书评:
痞子蔡的新小说,还是熟悉的风格,一直觉得风格是需要个性或者说是天赋的,有些人的小说特有,就算书上没有写作者的名字,你看着看着还是会认出他。
痞子蔡的风格该怎样描述呢,最近的几本书,我似乎能感觉到一些共同点。
男主会同时认识几个性格各异的女孩,这些女孩都喜欢男主,其中必有一个特别漂亮,会引起其它男生特别关注的那种,也会有一个有趣和主角特别有缘的女孩,通常男主会把这些女孩都逗的很开心,在纠结过后选择有趣有缘的那个。
然后是风格,痞子蔡的小说会有很多有趣的对话,特有的痞子蔡式的段子和比喻。
比如在这本书中:
“我常常要坐电梯下楼,却是按了朝上的‘△’。”
“为什么?”
“因为电梯在一楼,所以我要叫电梯上来,然后载我下去呀。
会玩一些小游戏:
”我们来做个约定如何?” "约定?"我的紧张感消失,取而代之的,是好奇心。 "嗯。"她笑一笑,"如果以后你在八点到八点一分之间出现,我就唱首歌,但只有在这一分钟内出现才有效哦。” "我只要早点到,然后等八点再出现,你不就得天天唱歌?” "说得也是。"她低头想了一下,"所以你不可以这么做。” "好。” "那就这么约定了。” 我往前走了几步,愈来愈纳闷,不禁回头问:"为什么要这么约定?” "这样上班才会更好玩呀。” 曹小姐笑得很开心,我第一次看见她这么笑。 "更好玩?” "我一直觉得上这个班很好玩,如果再更好玩一点也无妨。” "上班会好玩吗?” "虽然上班是工作,但我还是觉得好玩。”
至于比喻的部分:
”还有,有些形容你用得怪怪的。"大东又拿起稿子,快速翻了几页,"很像在冬天的海滩出现比基尼女郎的那种感觉。” "这是什么意思?” "冬天的海滩应该很冷清,如果出现了穿三点式泳装的比基尼女郎,你不会觉得怪怪的吗?” "这怎么会怪?"我又开始逞强,"当你在寒冷的冬天海滩上而且心情正低落时,突然迎面走来比基尼女郎,你不会觉得精神一振吗?” "喔?"大东的表情先是惊讶,然后微笑,"嘿,你说得没错喔。”
══════
:: 待做事项 ::
[1] 根据这篇书评,判断下列说法是否与其相符:(a) 最近几本书里,男主最终会选择特别漂亮的那个女孩;(b) 曹小姐约定,男主若在八点到八点一分之间出现,她就唱首歌;(c) 想下楼却按朝上的按钮,是因为电梯在一楼。逐条回答是或否,并原文引出作为依据的字句。
[2] 把这篇书评中从“痞子蔡的风格该怎样描述呢,最近的几本书,我似乎能感觉到一些共同点。”到“然后是风格,痞子蔡的小说会有很多有趣的对话,特有的痞子蔡式的段子和比喻。”的这一段一字不差地抄写出来。
这里用不到记录。

:: 已知信息 ::
══════
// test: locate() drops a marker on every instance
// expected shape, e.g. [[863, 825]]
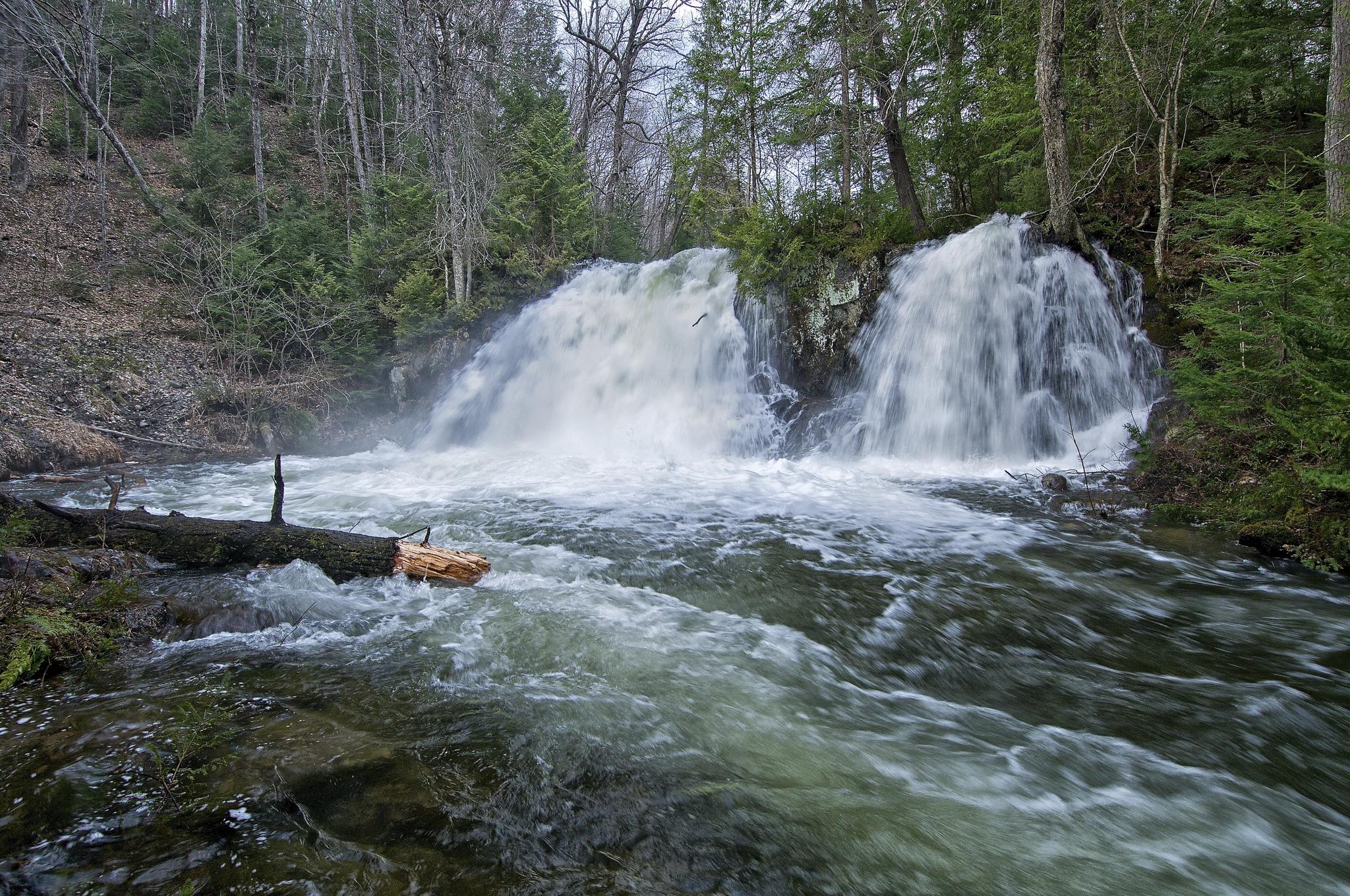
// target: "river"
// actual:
[[702, 663]]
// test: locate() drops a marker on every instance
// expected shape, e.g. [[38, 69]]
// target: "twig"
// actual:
[[296, 624], [49, 319], [153, 441], [278, 493], [117, 490]]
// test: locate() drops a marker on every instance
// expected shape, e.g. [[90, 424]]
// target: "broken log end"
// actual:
[[430, 563]]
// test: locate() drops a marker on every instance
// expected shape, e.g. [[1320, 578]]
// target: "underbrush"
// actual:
[[59, 609], [1196, 474]]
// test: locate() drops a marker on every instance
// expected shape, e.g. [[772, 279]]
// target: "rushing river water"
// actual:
[[699, 664]]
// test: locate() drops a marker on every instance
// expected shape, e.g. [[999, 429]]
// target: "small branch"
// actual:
[[49, 319], [152, 441], [278, 493], [117, 490]]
══════
:: 参考答案 ::
[1]
(a) 否:“在纠结过后选择有趣有缘的那个”
(b) 是:“如果以后你在八点到八点一分之间出现,我就唱首歌”
(c) 是:“因为电梯在一楼,所以我要叫电梯上来,然后载我下去呀”

[2]
痞子蔡的风格该怎样描述呢,最近的几本书,我似乎能感觉到一些共同点。
男主会同时认识几个性格各异的女孩,这些女孩都喜欢男主,其中必有一个特别漂亮,会引起其它男生特别关注的那种,也会有一个有趣和主角特别有缘的女孩,通常男主会把这些女孩都逗的很开心,在纠结过后选择有趣有缘的那个。
然后是风格,痞子蔡的小说会有很多有趣的对话,特有的痞子蔡式的段子和比喻。